"""

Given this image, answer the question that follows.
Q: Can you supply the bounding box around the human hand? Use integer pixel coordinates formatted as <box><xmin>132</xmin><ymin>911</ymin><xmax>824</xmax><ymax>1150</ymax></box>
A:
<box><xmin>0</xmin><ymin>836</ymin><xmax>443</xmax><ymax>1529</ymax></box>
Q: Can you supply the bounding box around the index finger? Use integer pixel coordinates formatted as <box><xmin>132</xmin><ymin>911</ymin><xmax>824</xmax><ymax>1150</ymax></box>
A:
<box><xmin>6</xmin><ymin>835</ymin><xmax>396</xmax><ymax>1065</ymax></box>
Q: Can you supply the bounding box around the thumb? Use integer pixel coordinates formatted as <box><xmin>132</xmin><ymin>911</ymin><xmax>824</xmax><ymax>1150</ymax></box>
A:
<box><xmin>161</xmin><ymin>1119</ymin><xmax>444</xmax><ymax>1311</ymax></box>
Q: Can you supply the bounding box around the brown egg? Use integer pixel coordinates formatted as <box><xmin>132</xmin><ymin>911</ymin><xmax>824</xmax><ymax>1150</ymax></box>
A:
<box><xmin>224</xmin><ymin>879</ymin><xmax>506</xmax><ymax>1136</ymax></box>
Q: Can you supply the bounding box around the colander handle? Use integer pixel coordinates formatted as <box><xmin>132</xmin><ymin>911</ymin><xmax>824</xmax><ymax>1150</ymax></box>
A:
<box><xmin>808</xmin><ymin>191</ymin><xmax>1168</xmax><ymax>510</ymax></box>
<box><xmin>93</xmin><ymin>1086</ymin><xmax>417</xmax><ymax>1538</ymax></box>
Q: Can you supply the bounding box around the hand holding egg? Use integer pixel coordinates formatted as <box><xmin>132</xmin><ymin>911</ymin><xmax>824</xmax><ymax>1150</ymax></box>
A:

"""

> [What you are asked to do]
Whatever lines appear above, reproduce every one of them exactly.

> [Solved exercise]
Given this image, answer the question that follows.
Q: Can you supply the bounding box around the human hand? Use integer pixel coordinates formatted as <box><xmin>132</xmin><ymin>911</ymin><xmax>824</xmax><ymax>1150</ymax></box>
A:
<box><xmin>0</xmin><ymin>836</ymin><xmax>443</xmax><ymax>1529</ymax></box>
Q: Can you supply the bounding box around the index finger? Use integer pixel coordinates formatted as <box><xmin>132</xmin><ymin>911</ymin><xmax>824</xmax><ymax>1150</ymax></box>
A:
<box><xmin>6</xmin><ymin>835</ymin><xmax>396</xmax><ymax>1065</ymax></box>
Q: Can you supply the bounding box around the thumb? Use integer pixel coordinates formatted as <box><xmin>132</xmin><ymin>911</ymin><xmax>824</xmax><ymax>1150</ymax></box>
A:
<box><xmin>161</xmin><ymin>1119</ymin><xmax>444</xmax><ymax>1311</ymax></box>
Q: Can you supply the bounding box around the brown egg? Use integer pixel coordinates formatted as <box><xmin>132</xmin><ymin>911</ymin><xmax>824</xmax><ymax>1150</ymax></box>
A:
<box><xmin>224</xmin><ymin>879</ymin><xmax>506</xmax><ymax>1136</ymax></box>
Q: Can you supply the bounding box around the colander handle? Use integer pixel coordinates formatted as <box><xmin>132</xmin><ymin>911</ymin><xmax>824</xmax><ymax>1150</ymax></box>
A:
<box><xmin>808</xmin><ymin>191</ymin><xmax>1168</xmax><ymax>510</ymax></box>
<box><xmin>93</xmin><ymin>1086</ymin><xmax>417</xmax><ymax>1538</ymax></box>
Q: Can you supply the bounding box around the hand holding egg? Use integer pixel coordinates formatted as <box><xmin>132</xmin><ymin>911</ymin><xmax>824</xmax><ymax>1150</ymax></box>
A:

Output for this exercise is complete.